KURZE AUFGABE A >>
Beantworte mit dem Text über die Stierhatz diese Fragen:
(i) Wie viele Tierschützer zogen am Samstag in Madrid vor die Parteibüros?
(ii) Wie viel wiegt Vulcano lebend?
(iii) Wie viele Unterschriften hatten die Tierschützer im vergangenen Jahr gesammelt?

TEXTABSCHNITT >>
⟨

Über zehntausend Tierschützer zogen am Samstag in Madrid vor die Büros der beiden großen spanischen Parteien, der regierenden konservativen Partido Popular und der sozialistischen PSOE, um ein Verbot des Schauspieles zu fordern. „Die einen regieren in der Region Castilla León die anderen in der Gemeinde Tordesillas“, erklärte ein Sprecher, warum die Tierschützer beide Formationen gleichermaßen für die „nationale Schmach“ der Stierhatz verantwortlich machen. Heute, wenn zur Mittagszeit die Hatz auf Vulcano mit seinen 580 Kilogramm Lebendgewicht beginnt, wollen die Tierschützer vor dem Parlament Zehntausende von Unterschriften gegen das Spektakel einreichen. Bereits im vergangenen Jahr hatten sie 75.000 Unterschriften gesammelt.

⟩

KURZE AUFGABE B >> Zieh aus den Datensätzen jede Zeile heraus, in der die Zeichenfolge „wheel“ vorkommt.

VORLIEGENDE DATENSÄTZE >>

⟨

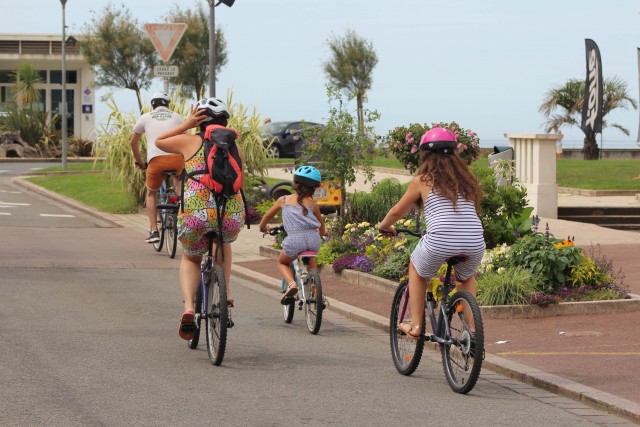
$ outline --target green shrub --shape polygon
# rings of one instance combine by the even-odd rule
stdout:
[[[47,148],[49,139],[54,136],[53,129],[58,120],[57,115],[49,120],[44,111],[28,110],[15,105],[11,105],[7,113],[8,116],[4,117],[0,123],[0,129],[20,132],[20,137],[31,147]],[[59,136],[54,139],[58,141]]]
[[[557,293],[567,282],[571,267],[580,263],[581,249],[575,246],[556,248],[548,234],[534,234],[518,239],[508,254],[497,257],[496,267],[520,266],[540,274],[545,292]]]
[[[407,189],[408,184],[401,184],[395,178],[385,178],[375,184],[370,193],[356,192],[351,196],[351,203],[345,212],[347,222],[368,222],[377,224],[382,221]]]
[[[409,271],[410,251],[393,252],[373,269],[373,274],[388,280],[399,281]]]
[[[596,263],[585,254],[580,255],[579,264],[571,267],[568,280],[573,286],[597,285],[610,281],[611,277],[603,274]]]
[[[501,267],[478,278],[480,305],[522,305],[527,296],[540,292],[541,277],[521,267]]]
[[[487,167],[476,164],[472,170],[483,192],[480,205],[487,248],[510,245],[519,236],[531,234],[533,208],[527,207],[527,190],[518,183],[498,185],[493,170]]]

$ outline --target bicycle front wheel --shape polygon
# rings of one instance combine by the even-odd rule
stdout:
[[[400,282],[398,289],[396,289],[396,293],[393,296],[389,324],[389,339],[391,342],[391,357],[393,358],[393,364],[396,365],[396,369],[402,375],[411,375],[418,368],[420,359],[422,358],[422,351],[424,350],[424,335],[420,334],[420,337],[417,339],[411,338],[398,327],[398,325],[404,322],[413,324],[411,321],[411,312],[409,310],[409,301],[406,301],[405,306],[406,290],[407,282]],[[403,307],[404,314],[402,313]],[[424,314],[422,317],[422,324],[424,325]]]
[[[476,299],[469,292],[456,292],[449,300],[447,319],[450,345],[442,346],[444,374],[456,393],[469,393],[476,385],[484,357],[484,328]],[[443,324],[440,336],[445,335]]]
[[[164,243],[164,228],[166,226],[166,213],[164,210],[158,211],[158,234],[160,235],[160,240],[153,243],[153,249],[156,252],[160,252],[162,250],[162,245]]]
[[[322,310],[324,299],[322,296],[322,283],[317,269],[309,271],[309,280],[304,286],[304,313],[307,318],[307,329],[312,334],[320,331],[322,324]]]
[[[196,300],[194,303],[194,311],[196,314],[196,332],[193,334],[193,338],[187,341],[189,348],[195,349],[198,347],[198,343],[200,342],[200,325],[202,322],[202,318],[200,314],[202,313],[202,283],[198,287],[198,291],[196,292]]]
[[[282,306],[282,318],[284,323],[291,323],[293,321],[293,313],[296,311],[296,300],[291,299],[288,303]]]
[[[178,214],[175,211],[166,214],[166,240],[167,255],[169,258],[175,258],[176,248],[178,247]]]
[[[219,366],[227,346],[229,311],[224,273],[218,264],[214,264],[211,268],[211,279],[206,294],[207,351],[211,364]]]

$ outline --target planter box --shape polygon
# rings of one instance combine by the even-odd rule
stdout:
[[[260,246],[260,255],[277,259],[280,251],[270,246]],[[343,270],[342,273],[335,273],[330,265],[320,266],[320,272],[323,275],[339,277],[351,285],[369,288],[391,295],[395,293],[398,286],[398,283],[392,280],[383,279],[360,271]],[[634,295],[631,299],[623,300],[563,302],[544,307],[539,305],[493,305],[481,306],[480,309],[485,319],[628,313],[640,311],[640,297]]]

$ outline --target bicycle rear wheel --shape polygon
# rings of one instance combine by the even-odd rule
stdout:
[[[202,313],[202,283],[198,287],[198,291],[196,292],[196,300],[194,305],[194,313],[196,314],[196,332],[193,334],[193,338],[187,341],[189,348],[195,349],[198,347],[198,343],[200,342],[200,325],[202,322],[202,318],[199,316]]]
[[[324,299],[322,296],[322,283],[317,269],[309,270],[309,280],[304,286],[304,314],[307,318],[307,329],[312,334],[317,334],[322,325],[322,310]]]
[[[284,323],[291,323],[293,321],[293,313],[296,311],[296,300],[291,298],[291,301],[282,306],[282,317]]]
[[[160,240],[153,243],[153,249],[156,252],[160,252],[162,250],[162,245],[164,244],[164,228],[166,225],[166,213],[163,210],[158,211],[158,234],[160,235]]]
[[[473,316],[473,329],[463,313]],[[456,292],[449,300],[447,319],[451,330],[451,345],[442,346],[444,374],[456,393],[470,392],[478,380],[484,358],[484,328],[476,299],[469,292]],[[444,324],[440,336],[444,336]]]
[[[178,213],[170,211],[166,213],[166,240],[167,255],[169,258],[175,258],[176,248],[178,247]]]
[[[419,338],[414,339],[407,336],[400,330],[400,328],[398,328],[398,325],[403,322],[410,322],[413,324],[413,322],[411,322],[411,313],[408,301],[404,316],[400,318],[406,289],[407,282],[400,282],[398,289],[396,289],[396,293],[393,296],[389,324],[389,338],[391,342],[391,357],[393,358],[393,364],[396,365],[396,369],[402,375],[411,375],[418,368],[420,359],[422,358],[422,352],[424,350],[424,335],[421,334]],[[424,313],[422,316],[422,324],[424,325]]]
[[[227,288],[224,273],[218,264],[211,267],[206,301],[205,325],[207,331],[207,352],[211,364],[219,366],[224,358],[227,346],[227,322],[229,311],[227,308]]]

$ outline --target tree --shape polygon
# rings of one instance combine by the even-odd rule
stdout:
[[[138,21],[124,5],[115,10],[111,4],[85,24],[80,50],[87,62],[97,68],[97,86],[133,90],[142,111],[140,91],[149,88],[156,50]]]
[[[13,99],[21,106],[31,105],[40,101],[40,91],[36,85],[42,83],[40,73],[33,64],[22,62],[13,72]]]
[[[305,129],[302,161],[317,165],[323,176],[340,182],[342,192],[340,213],[342,214],[346,201],[346,185],[356,181],[356,172],[362,171],[367,181],[373,179],[375,142],[367,136],[373,134],[372,126],[360,127],[357,124],[357,120],[345,109],[338,88],[328,86],[327,97],[329,98],[329,120],[326,126]],[[363,120],[367,124],[380,117],[377,111],[364,110],[362,113]]]
[[[178,66],[178,76],[171,83],[187,87],[196,98],[204,97],[209,82],[209,15],[202,3],[195,9],[180,9],[178,5],[165,17],[167,22],[187,24],[187,29],[171,56],[171,63]],[[216,76],[227,64],[227,41],[220,28],[216,28]]]
[[[349,99],[356,98],[358,130],[364,130],[363,98],[371,89],[373,68],[378,57],[371,42],[348,30],[342,37],[329,40],[331,59],[324,63],[324,72],[332,86],[344,90]]]
[[[602,128],[614,127],[623,134],[629,135],[629,130],[617,123],[608,123],[605,120],[607,114],[616,108],[627,109],[629,106],[637,109],[636,100],[629,94],[629,87],[619,77],[604,79],[602,85]],[[557,131],[563,126],[577,126],[582,123],[582,104],[584,102],[584,80],[570,79],[560,86],[552,88],[540,105],[539,111],[547,118],[545,131]],[[556,112],[558,111],[559,112]],[[584,132],[584,131],[583,131]],[[596,142],[595,133],[585,133],[584,147],[582,149],[585,160],[597,160],[600,149]]]

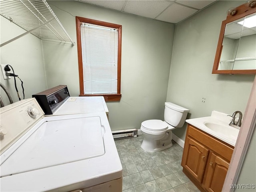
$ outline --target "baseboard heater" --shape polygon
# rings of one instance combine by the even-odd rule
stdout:
[[[114,139],[124,139],[137,137],[138,130],[137,129],[126,129],[125,130],[118,130],[112,131],[112,134]]]

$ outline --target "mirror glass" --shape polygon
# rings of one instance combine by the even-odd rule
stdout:
[[[218,68],[250,69],[256,69],[256,13],[226,24]]]

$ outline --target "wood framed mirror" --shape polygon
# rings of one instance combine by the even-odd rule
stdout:
[[[222,21],[212,73],[256,74],[256,1],[231,10]]]

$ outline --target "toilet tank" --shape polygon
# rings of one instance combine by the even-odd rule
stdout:
[[[184,124],[189,110],[170,102],[164,103],[164,120],[175,127],[182,127]]]

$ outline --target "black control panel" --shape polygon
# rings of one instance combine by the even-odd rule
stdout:
[[[70,97],[66,85],[59,85],[32,95],[46,115],[51,115]]]

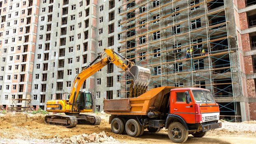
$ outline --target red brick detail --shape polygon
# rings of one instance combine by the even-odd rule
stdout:
[[[256,102],[249,104],[250,120],[256,120]]]
[[[238,9],[245,8],[245,0],[237,0]]]
[[[255,85],[253,79],[247,79],[247,93],[249,98],[256,98],[255,93]]]
[[[240,28],[241,30],[248,28],[248,23],[247,21],[247,16],[246,12],[244,12],[239,14],[239,19],[240,20]]]

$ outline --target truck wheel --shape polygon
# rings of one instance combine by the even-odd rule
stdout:
[[[123,121],[123,127],[124,127],[124,128],[123,129],[123,133],[122,133],[122,134],[124,134],[126,133],[126,130],[125,130],[125,126],[126,126],[126,121],[126,121],[126,119],[125,119],[125,118],[121,118],[122,119],[122,121]]]
[[[195,132],[195,133],[192,133],[191,134],[194,137],[202,137],[206,134],[206,132],[203,132],[200,131],[198,132]]]
[[[124,125],[121,118],[116,118],[112,120],[111,130],[113,132],[117,134],[121,134],[123,132]]]
[[[144,126],[143,125],[141,125],[141,130],[140,130],[140,135],[139,135],[139,136],[143,135],[144,129],[145,128],[144,128]]]
[[[180,123],[173,122],[168,127],[168,136],[172,142],[182,143],[187,140],[189,132]]]
[[[156,132],[160,130],[160,128],[155,128],[151,126],[147,128],[147,129],[148,129],[148,130],[149,130],[149,132]]]
[[[140,134],[141,126],[137,120],[130,119],[126,124],[126,131],[130,136],[136,137]]]

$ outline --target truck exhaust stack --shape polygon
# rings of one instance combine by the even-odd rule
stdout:
[[[133,80],[133,88],[137,86],[141,89],[147,88],[149,84],[151,74],[149,69],[137,65],[133,65],[126,70],[126,73]]]

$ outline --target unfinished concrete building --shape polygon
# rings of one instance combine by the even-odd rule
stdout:
[[[244,0],[123,0],[119,6],[120,52],[151,70],[149,88],[205,88],[219,103],[221,118],[255,119],[255,4]],[[127,97],[129,79],[124,73],[121,77],[121,97]]]

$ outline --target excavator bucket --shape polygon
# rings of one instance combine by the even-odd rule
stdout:
[[[149,69],[137,65],[133,65],[126,70],[126,73],[133,80],[133,88],[135,86],[146,88],[149,84],[150,76]]]

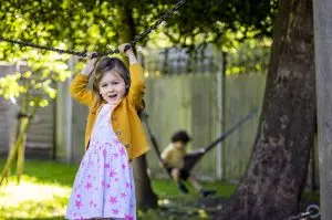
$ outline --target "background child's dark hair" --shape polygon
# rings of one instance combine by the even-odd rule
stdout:
[[[174,133],[170,137],[172,143],[176,142],[183,142],[183,143],[188,143],[191,140],[191,137],[187,134],[186,130],[178,130]]]
[[[105,73],[113,71],[118,73],[118,75],[124,80],[126,85],[126,94],[129,91],[131,87],[131,74],[128,69],[125,66],[125,64],[117,57],[103,57],[101,59],[95,67],[95,72],[93,74],[93,92],[98,97],[100,101],[102,101],[102,97],[100,95],[100,82],[104,77]]]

⟩

SCHRIFTLICHE ANTWORT A >>
(i) Über zehntausend.
(ii) 580 Kilogramm.
(iii) 75.000.

SCHRIFTLICHE ANTWORT B >>
$ outline --target bicycle front wheel --shape polygon
$ outline --target bicycle rear wheel --shape polygon
$ outline --target truck wheel --shape polygon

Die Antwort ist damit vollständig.